**EXERCISE PROMPT:** Write out the listing below from the line containing "Where does a point fall on the wheelbarrow?" to its last line, unaltered, ends included.

------ TASK INPUTS

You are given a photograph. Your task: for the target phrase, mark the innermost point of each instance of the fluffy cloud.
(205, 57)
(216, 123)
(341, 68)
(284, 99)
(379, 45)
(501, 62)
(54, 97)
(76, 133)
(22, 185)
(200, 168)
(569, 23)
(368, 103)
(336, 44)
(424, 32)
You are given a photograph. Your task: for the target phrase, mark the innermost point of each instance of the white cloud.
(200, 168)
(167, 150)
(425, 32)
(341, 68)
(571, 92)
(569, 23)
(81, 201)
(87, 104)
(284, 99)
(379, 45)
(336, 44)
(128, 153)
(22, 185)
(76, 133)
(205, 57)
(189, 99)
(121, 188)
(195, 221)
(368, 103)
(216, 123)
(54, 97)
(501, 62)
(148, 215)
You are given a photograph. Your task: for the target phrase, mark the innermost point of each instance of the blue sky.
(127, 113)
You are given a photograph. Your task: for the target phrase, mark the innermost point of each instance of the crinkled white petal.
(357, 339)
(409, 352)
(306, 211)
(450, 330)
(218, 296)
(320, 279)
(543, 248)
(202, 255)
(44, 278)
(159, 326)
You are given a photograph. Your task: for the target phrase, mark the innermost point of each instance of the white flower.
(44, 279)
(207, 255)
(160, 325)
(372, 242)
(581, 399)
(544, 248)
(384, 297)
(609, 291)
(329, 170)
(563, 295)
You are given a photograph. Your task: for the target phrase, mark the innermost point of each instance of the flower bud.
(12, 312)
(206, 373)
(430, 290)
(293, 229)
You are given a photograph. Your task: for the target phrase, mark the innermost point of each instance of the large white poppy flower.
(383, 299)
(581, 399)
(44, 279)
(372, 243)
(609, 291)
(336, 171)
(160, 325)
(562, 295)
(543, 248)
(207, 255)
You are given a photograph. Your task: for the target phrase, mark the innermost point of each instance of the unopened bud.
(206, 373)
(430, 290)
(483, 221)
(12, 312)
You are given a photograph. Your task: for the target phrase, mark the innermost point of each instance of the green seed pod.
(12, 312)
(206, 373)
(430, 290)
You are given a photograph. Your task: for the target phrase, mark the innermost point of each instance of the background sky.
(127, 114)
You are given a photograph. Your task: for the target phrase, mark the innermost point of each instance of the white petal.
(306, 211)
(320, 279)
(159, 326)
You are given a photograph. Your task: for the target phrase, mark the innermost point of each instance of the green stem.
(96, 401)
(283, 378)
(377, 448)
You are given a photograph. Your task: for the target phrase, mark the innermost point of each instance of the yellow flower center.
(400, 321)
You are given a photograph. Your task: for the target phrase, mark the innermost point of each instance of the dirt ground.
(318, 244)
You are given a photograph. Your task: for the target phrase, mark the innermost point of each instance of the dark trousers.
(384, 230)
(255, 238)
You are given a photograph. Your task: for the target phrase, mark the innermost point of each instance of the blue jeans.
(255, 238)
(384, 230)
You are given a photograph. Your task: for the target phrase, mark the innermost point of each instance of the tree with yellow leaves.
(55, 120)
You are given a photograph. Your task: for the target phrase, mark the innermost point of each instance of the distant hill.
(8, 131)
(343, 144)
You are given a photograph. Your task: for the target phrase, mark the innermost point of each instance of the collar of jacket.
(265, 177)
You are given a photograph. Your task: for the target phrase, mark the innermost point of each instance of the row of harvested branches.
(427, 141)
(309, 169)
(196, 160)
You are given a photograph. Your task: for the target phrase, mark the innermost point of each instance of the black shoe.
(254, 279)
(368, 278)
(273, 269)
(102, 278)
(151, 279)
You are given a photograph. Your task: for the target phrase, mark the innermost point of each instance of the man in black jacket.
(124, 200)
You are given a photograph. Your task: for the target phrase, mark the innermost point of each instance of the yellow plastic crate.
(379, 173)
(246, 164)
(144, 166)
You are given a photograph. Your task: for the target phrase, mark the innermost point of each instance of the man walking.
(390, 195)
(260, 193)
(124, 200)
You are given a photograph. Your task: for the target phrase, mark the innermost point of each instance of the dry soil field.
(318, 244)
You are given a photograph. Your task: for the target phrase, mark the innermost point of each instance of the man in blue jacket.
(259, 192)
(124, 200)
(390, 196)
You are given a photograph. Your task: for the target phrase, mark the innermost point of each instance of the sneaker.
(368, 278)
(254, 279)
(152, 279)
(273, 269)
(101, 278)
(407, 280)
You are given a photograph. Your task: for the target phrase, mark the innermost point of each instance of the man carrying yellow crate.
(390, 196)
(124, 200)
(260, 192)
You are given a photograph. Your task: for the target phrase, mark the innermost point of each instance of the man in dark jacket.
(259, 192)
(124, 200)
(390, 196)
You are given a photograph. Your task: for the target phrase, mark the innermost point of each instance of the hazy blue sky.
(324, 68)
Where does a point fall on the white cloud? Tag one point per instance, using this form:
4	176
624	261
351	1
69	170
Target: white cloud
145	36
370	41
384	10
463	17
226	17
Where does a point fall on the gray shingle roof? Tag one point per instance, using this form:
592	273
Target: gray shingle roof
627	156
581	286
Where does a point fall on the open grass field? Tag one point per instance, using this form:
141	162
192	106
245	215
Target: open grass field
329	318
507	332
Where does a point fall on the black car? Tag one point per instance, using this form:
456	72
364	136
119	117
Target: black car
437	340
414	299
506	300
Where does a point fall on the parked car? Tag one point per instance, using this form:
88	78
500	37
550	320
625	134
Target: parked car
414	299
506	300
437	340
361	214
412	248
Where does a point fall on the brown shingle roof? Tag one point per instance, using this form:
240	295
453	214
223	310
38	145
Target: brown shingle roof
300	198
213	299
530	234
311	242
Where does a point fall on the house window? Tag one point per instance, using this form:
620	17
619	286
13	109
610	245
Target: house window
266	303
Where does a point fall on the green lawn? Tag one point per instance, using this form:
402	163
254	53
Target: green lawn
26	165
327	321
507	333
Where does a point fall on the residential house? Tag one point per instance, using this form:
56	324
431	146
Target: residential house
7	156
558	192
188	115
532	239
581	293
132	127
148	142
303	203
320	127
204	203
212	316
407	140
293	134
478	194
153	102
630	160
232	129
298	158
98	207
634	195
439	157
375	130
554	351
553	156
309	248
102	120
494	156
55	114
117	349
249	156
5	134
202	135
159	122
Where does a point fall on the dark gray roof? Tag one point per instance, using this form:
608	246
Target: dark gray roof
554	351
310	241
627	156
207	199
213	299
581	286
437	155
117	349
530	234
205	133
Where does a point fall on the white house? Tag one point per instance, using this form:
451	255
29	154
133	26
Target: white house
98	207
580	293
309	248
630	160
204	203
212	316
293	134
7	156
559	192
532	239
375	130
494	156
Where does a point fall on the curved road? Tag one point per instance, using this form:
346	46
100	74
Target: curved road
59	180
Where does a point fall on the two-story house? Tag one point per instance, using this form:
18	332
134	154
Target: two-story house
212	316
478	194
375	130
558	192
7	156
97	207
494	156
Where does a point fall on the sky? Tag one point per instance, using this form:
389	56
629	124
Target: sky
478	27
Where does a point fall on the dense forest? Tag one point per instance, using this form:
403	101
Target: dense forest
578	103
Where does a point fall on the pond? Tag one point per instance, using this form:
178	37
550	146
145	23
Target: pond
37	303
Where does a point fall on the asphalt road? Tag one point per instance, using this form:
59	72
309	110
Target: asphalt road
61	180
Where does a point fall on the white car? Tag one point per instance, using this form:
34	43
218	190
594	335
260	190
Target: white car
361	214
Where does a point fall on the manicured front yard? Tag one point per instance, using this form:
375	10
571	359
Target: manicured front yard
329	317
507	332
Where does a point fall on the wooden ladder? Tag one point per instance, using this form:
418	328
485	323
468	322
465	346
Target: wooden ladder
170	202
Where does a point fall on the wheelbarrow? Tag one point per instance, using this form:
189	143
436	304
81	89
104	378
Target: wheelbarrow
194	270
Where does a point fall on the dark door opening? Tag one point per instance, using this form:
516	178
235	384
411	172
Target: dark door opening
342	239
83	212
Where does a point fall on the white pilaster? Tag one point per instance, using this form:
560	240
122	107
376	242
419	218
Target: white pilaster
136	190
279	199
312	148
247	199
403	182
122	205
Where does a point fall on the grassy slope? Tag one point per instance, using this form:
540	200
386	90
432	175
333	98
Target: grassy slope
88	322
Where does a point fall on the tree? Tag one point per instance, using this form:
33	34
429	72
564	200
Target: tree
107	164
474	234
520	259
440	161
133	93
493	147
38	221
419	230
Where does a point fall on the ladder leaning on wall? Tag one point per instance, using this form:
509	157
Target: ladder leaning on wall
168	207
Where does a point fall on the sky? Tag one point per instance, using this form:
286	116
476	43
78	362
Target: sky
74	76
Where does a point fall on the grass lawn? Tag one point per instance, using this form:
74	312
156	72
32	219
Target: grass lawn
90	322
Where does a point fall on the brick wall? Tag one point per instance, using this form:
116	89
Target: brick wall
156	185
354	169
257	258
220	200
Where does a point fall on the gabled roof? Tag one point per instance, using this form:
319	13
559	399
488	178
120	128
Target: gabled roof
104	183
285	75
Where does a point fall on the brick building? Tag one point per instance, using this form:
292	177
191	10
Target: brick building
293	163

------------

**ANSWER TO THIS TASK:**
Where does a point fall on the wheelbarrow? Tag one point per instance, using this form:
189	143
436	304
81	89
104	378
Target: wheelbarrow
194	270
Where does a point fall on the dark door opening? Tag one point per instance, using this form:
516	178
235	384
411	172
Target: dark door opening
342	239
83	212
Where does a point fall on the white pilaster? Tag one point per instance, using this form:
560	240
122	107
376	242
419	218
Target: white pilaster
136	190
279	199
312	148
247	199
403	182
122	205
Where does a point fall on the grassy slope? Tag one point per instance, using this form:
540	200
386	90
432	175
333	98
Target: grassy slope
88	322
Where does a point fall on the tree? Tag one point per instance, using this form:
33	34
429	72
564	200
Target: tree
107	164
474	234
520	259
440	161
133	93
493	147
38	221
419	230
Where does a point fall on the ladder leaning on wall? Tag one point per instance, using this form:
509	157
Target: ladder leaning on wall
168	207
Where does a point fall on the sky? Tag one point per instance, using this form:
286	116
476	43
78	362
Target: sky
74	76
Where does a point fall on the grass lawn? Tag one point per instance, using this form:
74	312
156	72
32	219
Target: grass lawn
90	322
Where does a point fall on the brick wall? Tag one point per instance, using this form:
116	89
Target: brick wall
156	185
354	169
257	258
220	200
Where does a point fall on the gabled roof? Tag one point per instance, using this form:
319	13
559	399
488	178
120	128
Target: gabled roof
104	183
285	75
Where does a point fall on the brick building? Tag one point per instance, using this form:
292	177
191	10
Target: brick building
293	163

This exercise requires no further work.